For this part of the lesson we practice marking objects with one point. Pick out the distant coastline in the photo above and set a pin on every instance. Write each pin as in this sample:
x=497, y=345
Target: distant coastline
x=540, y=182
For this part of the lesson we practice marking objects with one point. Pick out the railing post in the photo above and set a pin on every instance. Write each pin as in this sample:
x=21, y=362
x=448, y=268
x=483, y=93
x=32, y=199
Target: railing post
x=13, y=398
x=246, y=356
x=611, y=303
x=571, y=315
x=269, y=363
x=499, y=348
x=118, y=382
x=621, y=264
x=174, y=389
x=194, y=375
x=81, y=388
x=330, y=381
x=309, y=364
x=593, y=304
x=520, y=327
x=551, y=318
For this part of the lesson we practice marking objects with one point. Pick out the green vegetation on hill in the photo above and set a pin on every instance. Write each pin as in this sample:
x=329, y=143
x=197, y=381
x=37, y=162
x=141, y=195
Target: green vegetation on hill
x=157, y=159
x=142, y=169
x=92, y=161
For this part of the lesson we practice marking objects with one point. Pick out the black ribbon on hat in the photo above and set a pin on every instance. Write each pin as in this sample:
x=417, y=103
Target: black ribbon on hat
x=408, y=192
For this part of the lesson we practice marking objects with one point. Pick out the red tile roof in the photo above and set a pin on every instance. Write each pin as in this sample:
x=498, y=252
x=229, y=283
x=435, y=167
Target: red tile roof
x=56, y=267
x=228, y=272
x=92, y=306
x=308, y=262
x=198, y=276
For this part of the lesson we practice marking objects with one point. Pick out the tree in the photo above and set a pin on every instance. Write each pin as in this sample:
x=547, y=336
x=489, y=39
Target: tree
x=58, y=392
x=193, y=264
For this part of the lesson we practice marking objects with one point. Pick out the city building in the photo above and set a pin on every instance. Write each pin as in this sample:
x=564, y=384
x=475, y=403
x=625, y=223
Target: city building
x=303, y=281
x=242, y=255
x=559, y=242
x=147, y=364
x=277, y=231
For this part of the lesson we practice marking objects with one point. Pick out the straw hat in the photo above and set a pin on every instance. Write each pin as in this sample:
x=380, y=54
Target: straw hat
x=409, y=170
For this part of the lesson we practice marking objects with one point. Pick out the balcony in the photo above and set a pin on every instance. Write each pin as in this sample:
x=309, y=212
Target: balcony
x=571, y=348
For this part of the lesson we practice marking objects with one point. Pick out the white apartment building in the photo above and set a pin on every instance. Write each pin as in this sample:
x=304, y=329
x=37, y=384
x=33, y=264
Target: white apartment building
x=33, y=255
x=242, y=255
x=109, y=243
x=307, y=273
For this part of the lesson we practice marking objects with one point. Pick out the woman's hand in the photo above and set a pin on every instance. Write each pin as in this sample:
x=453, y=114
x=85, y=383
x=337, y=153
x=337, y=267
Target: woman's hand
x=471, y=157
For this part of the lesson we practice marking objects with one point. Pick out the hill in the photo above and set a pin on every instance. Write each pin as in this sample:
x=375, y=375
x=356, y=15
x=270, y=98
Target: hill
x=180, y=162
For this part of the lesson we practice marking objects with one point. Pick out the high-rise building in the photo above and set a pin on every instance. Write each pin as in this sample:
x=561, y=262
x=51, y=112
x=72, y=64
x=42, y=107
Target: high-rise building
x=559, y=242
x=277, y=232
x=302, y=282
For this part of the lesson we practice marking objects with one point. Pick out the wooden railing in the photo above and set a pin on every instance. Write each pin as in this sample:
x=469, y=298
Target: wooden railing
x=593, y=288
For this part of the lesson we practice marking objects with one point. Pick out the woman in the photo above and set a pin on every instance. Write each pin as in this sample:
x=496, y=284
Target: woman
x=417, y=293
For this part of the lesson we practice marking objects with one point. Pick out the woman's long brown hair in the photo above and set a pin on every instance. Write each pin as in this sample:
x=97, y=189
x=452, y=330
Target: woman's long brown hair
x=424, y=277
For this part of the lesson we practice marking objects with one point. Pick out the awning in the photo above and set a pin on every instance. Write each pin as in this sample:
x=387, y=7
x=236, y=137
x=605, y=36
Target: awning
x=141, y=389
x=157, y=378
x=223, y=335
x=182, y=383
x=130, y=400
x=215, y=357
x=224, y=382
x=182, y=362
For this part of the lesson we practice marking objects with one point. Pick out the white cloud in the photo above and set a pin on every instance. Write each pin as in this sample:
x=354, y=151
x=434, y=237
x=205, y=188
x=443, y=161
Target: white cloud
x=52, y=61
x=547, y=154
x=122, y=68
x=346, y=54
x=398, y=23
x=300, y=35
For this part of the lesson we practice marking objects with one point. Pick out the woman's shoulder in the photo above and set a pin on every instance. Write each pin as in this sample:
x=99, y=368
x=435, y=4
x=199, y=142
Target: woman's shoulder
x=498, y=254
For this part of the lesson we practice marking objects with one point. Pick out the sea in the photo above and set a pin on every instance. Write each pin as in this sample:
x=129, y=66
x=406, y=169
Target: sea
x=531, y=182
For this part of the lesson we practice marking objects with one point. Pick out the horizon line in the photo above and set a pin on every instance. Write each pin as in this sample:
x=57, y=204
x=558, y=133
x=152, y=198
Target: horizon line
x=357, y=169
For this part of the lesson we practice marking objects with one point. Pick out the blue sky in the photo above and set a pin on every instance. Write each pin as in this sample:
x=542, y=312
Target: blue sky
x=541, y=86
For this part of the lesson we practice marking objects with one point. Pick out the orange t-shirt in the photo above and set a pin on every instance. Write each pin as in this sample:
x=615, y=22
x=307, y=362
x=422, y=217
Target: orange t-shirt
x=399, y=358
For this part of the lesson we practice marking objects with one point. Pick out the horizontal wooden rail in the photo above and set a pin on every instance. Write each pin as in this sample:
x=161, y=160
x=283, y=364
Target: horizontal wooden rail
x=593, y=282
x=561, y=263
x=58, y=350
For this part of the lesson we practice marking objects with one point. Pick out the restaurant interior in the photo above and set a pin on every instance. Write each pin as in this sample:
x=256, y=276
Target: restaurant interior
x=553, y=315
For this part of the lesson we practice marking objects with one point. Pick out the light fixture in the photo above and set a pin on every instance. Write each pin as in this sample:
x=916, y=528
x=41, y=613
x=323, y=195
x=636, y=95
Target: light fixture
═══
• [Aim of the exercise]: Reproduce each line verbatim.

• [Response below]:
For this part of the lesson we practice marking objects with one point. Pick out the distant coastline in the photo above and set a pin on every instance. Write each pin as in this sample:
x=497, y=345
Target: distant coastline
x=540, y=182
For this part of the lesson we practice marking objects with one point. Pick out the railing post in the photo above and set a pin on every instance. Write each pin as in this sample:
x=21, y=362
x=448, y=268
x=483, y=93
x=32, y=199
Target: railing post
x=13, y=398
x=246, y=356
x=611, y=303
x=571, y=315
x=269, y=363
x=499, y=348
x=118, y=382
x=621, y=264
x=174, y=389
x=194, y=375
x=81, y=388
x=330, y=381
x=309, y=364
x=593, y=304
x=520, y=327
x=551, y=318
For this part of the lesson we practice marking objects with one point. Pick out the green vegetation on hill in the photo above and set a pin on every instance. Write each pin as in this sample:
x=329, y=143
x=197, y=381
x=37, y=162
x=141, y=195
Target: green vegetation on hill
x=157, y=159
x=142, y=169
x=92, y=161
For this part of the lesson we practice marking objects with one point. Pick out the black ribbon on hat in the photo above and set a pin on every instance. Write each pin as in this sample:
x=417, y=103
Target: black ribbon on hat
x=408, y=192
For this part of the lesson we practice marking objects with one point. Pick out the red tile roof in the photo above and set a pin on every instance. Write each pin as in this sample:
x=498, y=252
x=229, y=283
x=435, y=167
Target: red tile roof
x=56, y=267
x=228, y=272
x=92, y=306
x=308, y=262
x=198, y=276
For this part of the lesson we practice marking objects with one point. Pick out the tree in the photo above and set a pin on every instance. Write each pin as in this sample:
x=547, y=336
x=489, y=39
Target: tree
x=58, y=392
x=193, y=264
For this part of the lesson we practice marking objects with one point. Pick out the city building in the photo above and set a pin on every instance. Write each pin as in this sample:
x=564, y=384
x=475, y=403
x=625, y=223
Target: city building
x=303, y=281
x=242, y=255
x=559, y=242
x=147, y=364
x=277, y=231
For this part of the lesson we practice marking objects with one point. Pick out the straw hat in the photo above and set a pin on every instance. Write each pin as in this sample:
x=380, y=54
Target: straw hat
x=409, y=170
For this part of the lesson we practice marking objects with one point. Pick out the balcony in the photo above and set a pin on every instance. Write each pin as in this sample:
x=309, y=212
Target: balcony
x=571, y=348
For this part of the lesson we practice marking objects with one point. Pick out the white apartment building in the photo above and set a pin on every instance. Write each pin as in this sample:
x=304, y=329
x=37, y=384
x=33, y=264
Target: white apartment building
x=33, y=255
x=242, y=255
x=109, y=243
x=307, y=273
For this part of the lesson we practice marking objects with one point. Pick out the woman's hand in the photo above and set a pin on every instance. Write each pin as in this sample:
x=453, y=114
x=85, y=383
x=337, y=153
x=337, y=267
Target: woman's hand
x=471, y=157
For this part of the lesson we practice marking objects with one point. Pick out the hill in the photo above and set a pin on every instance. Write each pin as in this sample:
x=375, y=375
x=356, y=15
x=270, y=98
Target: hill
x=180, y=162
For this part of the lesson we practice marking objects with one point. Pick out the high-rise building in the photo above and set a pin on every instance. Write each pin as in this sample:
x=561, y=262
x=51, y=112
x=72, y=64
x=42, y=107
Target: high-rise building
x=559, y=242
x=277, y=232
x=302, y=282
For this part of the lesson we practice marking objects with one point. Pick out the wooden railing in the photo above and set a pin on every instance. Write each pin as in this sample:
x=469, y=298
Target: wooden railing
x=593, y=288
For this part of the lesson we practice marking objects with one point. Pick out the woman in the photo above and set a pin on every instance. Write each pin as in this sample:
x=496, y=284
Target: woman
x=417, y=293
For this part of the lesson we practice marking objects with one point. Pick out the woman's long brown hair in the photo above and set a pin on every instance. Write each pin as in this sample:
x=97, y=189
x=452, y=330
Target: woman's long brown hair
x=424, y=277
For this part of the lesson we practice marking objects with one point. Pick out the awning in the photo above and set a pin on every instance. Write each pin as in this sample:
x=387, y=7
x=236, y=137
x=605, y=36
Target: awning
x=141, y=389
x=157, y=378
x=223, y=335
x=182, y=383
x=130, y=400
x=215, y=357
x=224, y=382
x=182, y=362
For this part of the lesson we practice marking objects with one point. Pick out the white cloud in the photo above and set a pin on every instance. Write each pin as in this sample:
x=354, y=151
x=434, y=237
x=205, y=188
x=443, y=161
Target: white cloud
x=52, y=61
x=547, y=154
x=122, y=68
x=346, y=54
x=398, y=23
x=300, y=35
For this part of the lesson we practice marking objects with one point. Pick out the woman's shoulder in the photo above and set a pin on every instance. Write each pin as in this sample:
x=99, y=368
x=435, y=4
x=199, y=142
Target: woman's shoulder
x=498, y=254
For this part of the lesson we practice marking objects with one point. Pick out the sea in the photo above and set a pin on every instance. Write each pin as in this sample:
x=129, y=66
x=406, y=169
Target: sea
x=531, y=182
For this part of the lesson we practice marking objects with one point. Pick out the horizon line in the photo above and set a pin on every instance. Write each pin as in this sample:
x=57, y=204
x=558, y=133
x=152, y=198
Target: horizon line
x=357, y=169
For this part of the lesson we practice marking objects with one point. Pick out the blue sky in the photo above and set a pin on every instance. Write each pin as in this sample:
x=542, y=312
Target: blue sky
x=541, y=86
For this part of the lesson we practice marking objects with one point. Pick out the orange t-shirt in the photo above and set a pin on every instance. Write each pin as in this sample:
x=615, y=22
x=307, y=362
x=422, y=217
Target: orange t-shirt
x=399, y=358
For this part of the lesson we practice marking objects with one point. Pick out the horizontal wooden rail in the photo above and set a pin on every instance. Write each pin as in this sample:
x=161, y=160
x=283, y=364
Target: horizontal wooden rail
x=593, y=282
x=561, y=263
x=58, y=350
For this part of the lesson we practice marking objects with one point. Pick out the restaurant interior in the photo above and set a pin on every instance. Write each pin as in this sample:
x=256, y=276
Target: restaurant interior
x=553, y=315
For this part of the lesson we practice marking objects with one point. Pick out the light fixture in the photo above and set a pin on every instance. Write each pin as in this sample:
x=916, y=528
x=41, y=613
x=323, y=195
x=636, y=95
Target: light fixture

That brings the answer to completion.